**STATED EXERCISE 1:** Please reproduce the forum thread about the provider from "In essence, the" to "do so himself.".
**STATED EXERCISE 2:** In the forum thread about the provider, how many encounters does crashscene99 report having had with her, and over what span of time?
**STATED EXERCISE 3:** Carry on the forum thread about the provider, picking up right after its final sentence.
====== DOCUMENT EXTRACT
I would favor a black box interpretation here —i.e., none.  Behavior is behavior.  Whatever the back story here —whatever alleged reasons or justifications the lady may cite for what at minimum counts as a fundamental lack of consideration, whatever explanation, if any, may be offered— it really doesn't matter.

In essence, the writer of this post has served up another cautionary tale about the dangers of mistaking a pay-per-play relationship for a "regular relationship, whatever that is.  As for the history of this relationship, if there's some magic number of encounters that defines the point at which the nature of the relationship ceases being a mere transactional one and becomes sentimental, I don't believe that is mentioned in the current edition of The Official Provider Handbook.

As for walking away, it seems that the provider has done exactly that, perhaps sparing the writer the agony of deciding to do so himself.

Seems like you were crossing into a zone of familiarity she realized she didnt share with you.   Its not the best way to do it, but whether she is breaking off a business relationship that did exist or a personal one that didn't, shes using the proven method of no longer taking your calls.  Time to move on son.

She doesn't owe you an explanation...and even if she finally offers something up it'll be some goofy story.  You're NOT her BF or SO...you are simply a john who she pretends to like when you are paying her to do so.  From the gist of your story she is VERY good at that illusion.

Move along now and find another gal to play with.  If after a few months you want to circle back and see her...go for it.  But to do so simply to get a real response why she blew you off is not a reason to circle back.

This happens often in P4P...especially when johns get too close and personal.  Take the hint and learn what this game is all about.  If you need a GF to babble with...try match.com!  Otherwise take stock in how YOU may have appeared to her, and why she may indeed have decided you're just too big a PITA.

Posted By: crashscene99
So I've been seeing this provider for about two months, and have had 5 encounters with her in that time.    
   
 I've really enjoyed my time with her as we seem to gel really well together.  In addition to great sex we've had cool conversations about all sorts of things and I have felt very comfortable being with her which is probably more important to me than just "intense sex....and then...see you next time."  She's been very open about herself, which I appreciate, and I've never felt the need to be someone other than myself, and she's never been a clock-watcher.  Each session has added a piece in to the puzzle about her as a person and what her non-provider life may be like which makes it more interesting for me.
============
====== LISTING
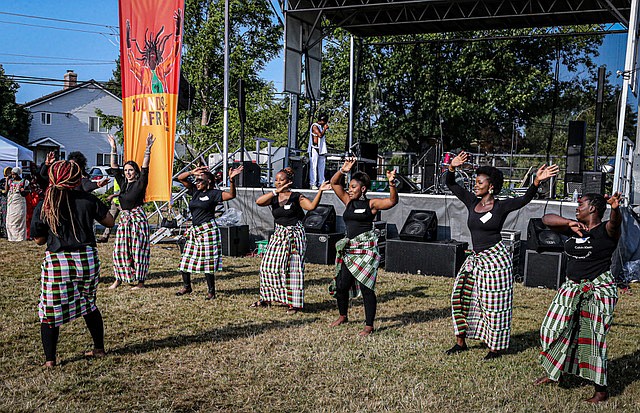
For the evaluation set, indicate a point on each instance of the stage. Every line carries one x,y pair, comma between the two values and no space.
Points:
451,213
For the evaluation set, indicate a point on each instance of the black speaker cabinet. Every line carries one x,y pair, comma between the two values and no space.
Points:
235,240
420,226
593,183
544,269
250,176
541,238
320,220
321,248
429,258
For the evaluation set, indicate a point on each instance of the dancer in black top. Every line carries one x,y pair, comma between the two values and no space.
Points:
282,266
203,249
482,296
357,257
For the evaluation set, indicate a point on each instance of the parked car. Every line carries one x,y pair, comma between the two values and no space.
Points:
98,173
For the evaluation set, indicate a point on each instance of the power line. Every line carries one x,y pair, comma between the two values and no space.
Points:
59,28
57,20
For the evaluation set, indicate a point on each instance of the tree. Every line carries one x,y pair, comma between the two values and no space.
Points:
14,119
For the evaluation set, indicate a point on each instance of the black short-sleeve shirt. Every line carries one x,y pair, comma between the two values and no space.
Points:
131,193
289,213
203,205
589,256
85,208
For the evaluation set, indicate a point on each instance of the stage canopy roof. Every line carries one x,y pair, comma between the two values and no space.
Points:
366,18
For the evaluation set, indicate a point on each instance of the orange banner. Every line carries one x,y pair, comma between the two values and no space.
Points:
150,46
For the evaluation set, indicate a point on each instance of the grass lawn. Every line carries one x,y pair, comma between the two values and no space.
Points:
184,354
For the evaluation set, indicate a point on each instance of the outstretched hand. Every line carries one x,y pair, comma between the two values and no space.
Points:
460,159
546,172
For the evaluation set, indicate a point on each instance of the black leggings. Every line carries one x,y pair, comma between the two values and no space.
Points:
344,282
50,334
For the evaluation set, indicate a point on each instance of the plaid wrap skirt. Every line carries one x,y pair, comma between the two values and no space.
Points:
============
**WRITTEN REPLY 1:**
In essence, the writer of this post has served up another cautionary tale about the dangers of mistaking a pay-per-play relationship for a "regular relationship, whatever that is.  As for the history of this relationship, if there's some magic number of encounters that defines the point at which the nature of the relationship ceases being a mere transactional one and becomes sentimental, I don't believe that is mentioned in the current edition of The Official Provider Handbook.

As for walking away, it seems that the provider has done exactly that, perhaps sparing the writer the agony of deciding to do so himself.

**WRITTEN REPLY 2:** Five encounters over about two months.

**WRITTEN REPLY 3:**
   
 Last week I called her a couple of days in advance to book a multi-hour session with her (my first multi-hour).  She lives quite a distance from me and we usually meet when she either works closer to her home area or when she travels out to my neck of the woods to work.  Either way it has been worth the minimum hour travel to see her.  There are plenty of providers in my area but I've found myself wanting to see her, and her only in these last couple of months.  I always leave a happy camper looking forward to our next encounter.   I call her to let her know what I'm looking for and she agrees.  I call the next day to confirm our time the following day and she tells me that she's "looking forward to seeing me."  
   
 On the day of our appointment, as I'm about ten minutes from her hotel, she sends me a text apologizing that she's running about a half hour behind.  No problem, I tell her.  I'll wait.  A half hour turns into and hour, and then 90 minutes.  I call her a few times after waiting 45 minutes, and then an hour, and so forth to make sure everything is ok.  Nothing.  At this point I'm a bit worried that something bad has gone down.  It seemed really odd to me that we had set everything up and spoken the night before and she had just sent me a text before our set time......and then she goes completely dark on me.  I check the ad board that she normally posts on, and she hasn't announced herself as being available yet, which I initially was glad to see thinking that she was going to wait until after our late morning session before opening up shop.  I'm completely perplexed at this point wondering what could possibly be happening.  This has never happened before as we've become quite comfortable with one another carrying on phone conversations like two friends, so cold-feet on her part didn't make sense.  
   
 I send her a final text letting her know that I was going to leave, and still nothing.  I wasn't mad, but rather just a little bummed out, and confused as to what may have transpired with her.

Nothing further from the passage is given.